##### Passage shown
# Best way to test gear (notably lenses)?



## Mitch.Conner (Aug 21, 2014)

So I just read this post. Wow. That sounds terrible. I realize that you can get bad copies of lenses, but I had never heard of FoCal until that thread.

I own a 5D3, the included kit 24-105, and I just ordered a 24-70 f/2.8 II IS. Before that I used an S95, and before that a Konica Minolta 5D (although I still use this occasionally even today). I've never tested any gear aside from just taking photos with it.

Do most people use some type of test to see if their gear is up to spec? If so, what's the best way to do it (preferably that doesn't break the bank)?


----------



## davidcampbellphotography (Aug 21, 2014)

A cheap way to test your lenses is to use a book shelf and compare images subjectively.

-Make sure all the books in the shelf are level, an easy way to do this is to get a long steel ruler, place it against the bookshelf frame, then pull the books forward against the ruler.
- Set up your camera/tripod to that for each focal length (zoom or different prime lenses) have the same field of view. 
-Use a remote to minimise vibrations of you touching the camera.
- Use Liveview with the 10x (or highest magnification setting) to manually focus on the book in the center of the frame. If you do not use liveview, you should manually focus the lens and leave it on manual focus.
- Start with the widest aperture (e.g. f2.8). This will give you the narrowest depth of field and give you an idea if your lens has field curvature at the corners. Some lenses will appear soft in the corners, this is not necessarily due to lens sharpness but the focal plane is actually a curved plane.
##########
Directive -
Write what comes next in the lens-testing forum thread, starting right after its final sentence.
##### Information provided
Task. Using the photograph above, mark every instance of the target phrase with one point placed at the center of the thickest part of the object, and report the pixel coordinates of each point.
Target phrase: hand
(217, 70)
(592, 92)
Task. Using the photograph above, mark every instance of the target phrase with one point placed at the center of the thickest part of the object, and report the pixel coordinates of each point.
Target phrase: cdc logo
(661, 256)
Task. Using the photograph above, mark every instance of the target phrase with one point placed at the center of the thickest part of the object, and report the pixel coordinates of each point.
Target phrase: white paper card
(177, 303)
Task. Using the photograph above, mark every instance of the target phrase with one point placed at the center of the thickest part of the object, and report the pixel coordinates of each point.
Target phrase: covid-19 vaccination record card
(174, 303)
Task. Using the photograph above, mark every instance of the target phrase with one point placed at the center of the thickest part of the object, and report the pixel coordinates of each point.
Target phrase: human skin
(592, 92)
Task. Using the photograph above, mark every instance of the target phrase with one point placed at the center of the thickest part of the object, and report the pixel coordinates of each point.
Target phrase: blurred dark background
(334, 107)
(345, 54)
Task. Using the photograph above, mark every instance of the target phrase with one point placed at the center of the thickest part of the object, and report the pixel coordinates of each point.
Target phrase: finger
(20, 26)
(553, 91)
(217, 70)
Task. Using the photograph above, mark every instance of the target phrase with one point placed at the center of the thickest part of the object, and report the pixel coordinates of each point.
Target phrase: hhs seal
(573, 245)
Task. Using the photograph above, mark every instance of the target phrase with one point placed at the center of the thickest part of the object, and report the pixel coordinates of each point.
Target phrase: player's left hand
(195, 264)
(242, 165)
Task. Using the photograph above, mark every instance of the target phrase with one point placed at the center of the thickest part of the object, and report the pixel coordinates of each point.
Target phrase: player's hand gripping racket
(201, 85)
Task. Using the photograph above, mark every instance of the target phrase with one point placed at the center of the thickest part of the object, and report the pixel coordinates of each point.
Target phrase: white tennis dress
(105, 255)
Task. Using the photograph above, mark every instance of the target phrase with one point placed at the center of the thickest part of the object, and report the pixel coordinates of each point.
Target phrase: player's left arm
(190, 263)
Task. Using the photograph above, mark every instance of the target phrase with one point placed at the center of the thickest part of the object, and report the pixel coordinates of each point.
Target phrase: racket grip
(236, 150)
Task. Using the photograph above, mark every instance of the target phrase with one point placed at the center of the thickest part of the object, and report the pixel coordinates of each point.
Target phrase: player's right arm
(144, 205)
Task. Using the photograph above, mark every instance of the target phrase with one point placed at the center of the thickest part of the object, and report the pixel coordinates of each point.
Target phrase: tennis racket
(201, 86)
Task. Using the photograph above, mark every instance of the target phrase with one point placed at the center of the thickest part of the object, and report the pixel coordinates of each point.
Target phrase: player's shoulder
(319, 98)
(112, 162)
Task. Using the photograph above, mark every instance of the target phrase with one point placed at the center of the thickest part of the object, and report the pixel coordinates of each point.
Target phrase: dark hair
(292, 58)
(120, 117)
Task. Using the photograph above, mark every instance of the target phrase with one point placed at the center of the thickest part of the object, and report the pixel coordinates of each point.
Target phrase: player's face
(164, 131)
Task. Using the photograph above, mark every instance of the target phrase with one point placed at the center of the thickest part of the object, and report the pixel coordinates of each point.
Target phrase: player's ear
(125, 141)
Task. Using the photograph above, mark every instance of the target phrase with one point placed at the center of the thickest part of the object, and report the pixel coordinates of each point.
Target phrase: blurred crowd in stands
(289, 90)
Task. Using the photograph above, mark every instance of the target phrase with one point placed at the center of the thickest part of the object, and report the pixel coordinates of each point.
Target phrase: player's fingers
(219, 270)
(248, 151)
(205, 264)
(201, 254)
##########
##### Information provided
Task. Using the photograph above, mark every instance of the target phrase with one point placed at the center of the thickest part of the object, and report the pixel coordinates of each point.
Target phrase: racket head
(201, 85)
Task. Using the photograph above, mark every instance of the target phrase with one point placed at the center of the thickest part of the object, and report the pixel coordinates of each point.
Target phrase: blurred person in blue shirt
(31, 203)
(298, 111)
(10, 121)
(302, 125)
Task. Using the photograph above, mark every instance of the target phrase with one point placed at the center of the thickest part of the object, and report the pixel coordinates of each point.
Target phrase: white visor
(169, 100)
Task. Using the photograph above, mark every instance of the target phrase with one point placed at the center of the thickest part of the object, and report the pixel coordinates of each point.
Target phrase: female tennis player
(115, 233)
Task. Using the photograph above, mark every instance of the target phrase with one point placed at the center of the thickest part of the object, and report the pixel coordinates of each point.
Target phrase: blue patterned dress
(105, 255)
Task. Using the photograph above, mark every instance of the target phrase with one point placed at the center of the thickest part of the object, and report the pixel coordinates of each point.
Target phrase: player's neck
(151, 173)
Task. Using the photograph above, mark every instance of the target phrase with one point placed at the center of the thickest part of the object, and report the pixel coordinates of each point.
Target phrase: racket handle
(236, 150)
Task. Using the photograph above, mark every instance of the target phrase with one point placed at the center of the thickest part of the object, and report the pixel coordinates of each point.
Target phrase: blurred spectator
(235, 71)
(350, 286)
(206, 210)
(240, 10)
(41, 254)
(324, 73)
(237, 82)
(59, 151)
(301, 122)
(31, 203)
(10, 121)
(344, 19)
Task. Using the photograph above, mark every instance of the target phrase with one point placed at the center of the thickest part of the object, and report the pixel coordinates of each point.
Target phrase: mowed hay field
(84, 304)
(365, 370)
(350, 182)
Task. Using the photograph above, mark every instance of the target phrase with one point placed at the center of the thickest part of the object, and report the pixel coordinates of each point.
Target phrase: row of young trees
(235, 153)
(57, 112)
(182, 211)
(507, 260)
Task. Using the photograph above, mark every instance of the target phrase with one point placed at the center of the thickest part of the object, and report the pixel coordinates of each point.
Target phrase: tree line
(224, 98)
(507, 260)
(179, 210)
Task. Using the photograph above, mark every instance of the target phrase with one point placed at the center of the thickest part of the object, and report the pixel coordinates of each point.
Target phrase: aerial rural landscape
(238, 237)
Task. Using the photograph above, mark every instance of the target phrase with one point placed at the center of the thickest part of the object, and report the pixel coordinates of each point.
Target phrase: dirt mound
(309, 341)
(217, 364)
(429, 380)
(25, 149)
##########
##### Information provided
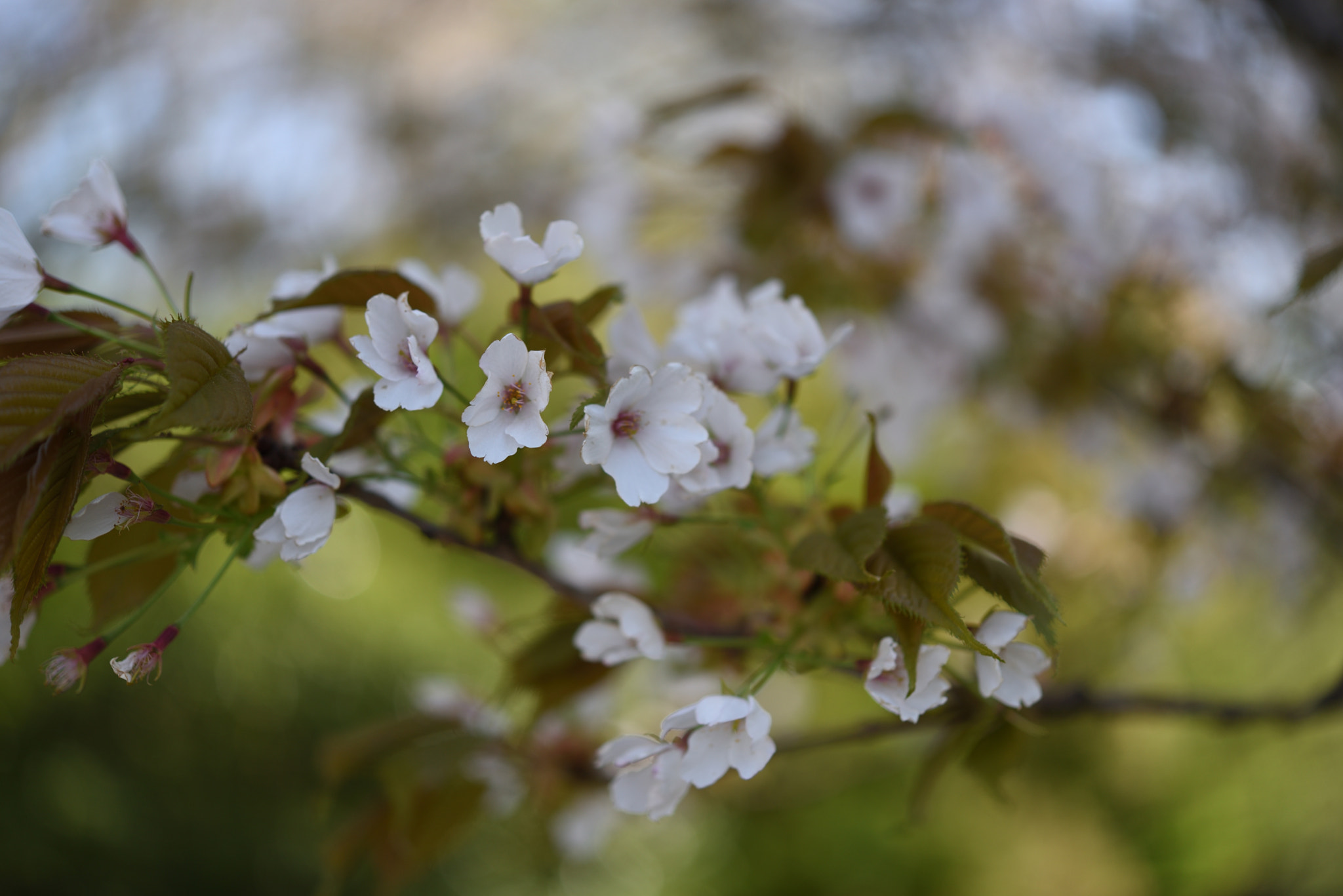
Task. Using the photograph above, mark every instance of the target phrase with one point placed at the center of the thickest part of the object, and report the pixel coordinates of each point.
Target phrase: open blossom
##########
Answer to the problem -
-Take shots through the aperture range, don't change the focus. You want to understand the change to any field curvature. As you stop down, your depth of field will increase and your corners will become sharper both due to field curvature and also lens aberration will be improved. I recommend either using aperture priority to maintain the same exposure, or use manual mode and adjust the shutter speed to maintain the same exposure when you stop down.
-Repeat for each focal length.
-Import the files into your RAW converter
-If you have a grey card in the shot, correct the white balance.
-Now this may be controversial, but myself and my photography mentor, believe it is better to apply optimal capture sharpening in the RAW converter to correct for the anti-aliasing filter of the camera. This is particularly important when comparing different camera systems with different AA filters and sensor resolutions. Now many people will say that you should not apply any sharpening and compare all images as unsharpened, but this is not real world practice. After all, you don't leave your nice photos you take unsharpened. I think this way of thinking has come about by many online lens test reviews where the person has not optimally sharpened the RAW file and has over done it. Sharpening is a skill that takes a lot of practice and a good eye to get it right, but once you have YOUR sharpening workflow figured out, you should be able to consistently apply it to any image. Of course this comes down to practice and experience. Let the flame war begin! (To those people that disagree, that is fine, you can adjust the method to suit how you feel about it).
-I reccomend you rename the files to include the lens, focal length and aperture setting e.g. 24-70f2-8_24mm_f2-8
-One you have all the images, it is just a matter of comparing them side by side.

The advantage of the books is that they generally have very good printing of the text on the spine, particularly if they have dust covers rather than a textured hard cover.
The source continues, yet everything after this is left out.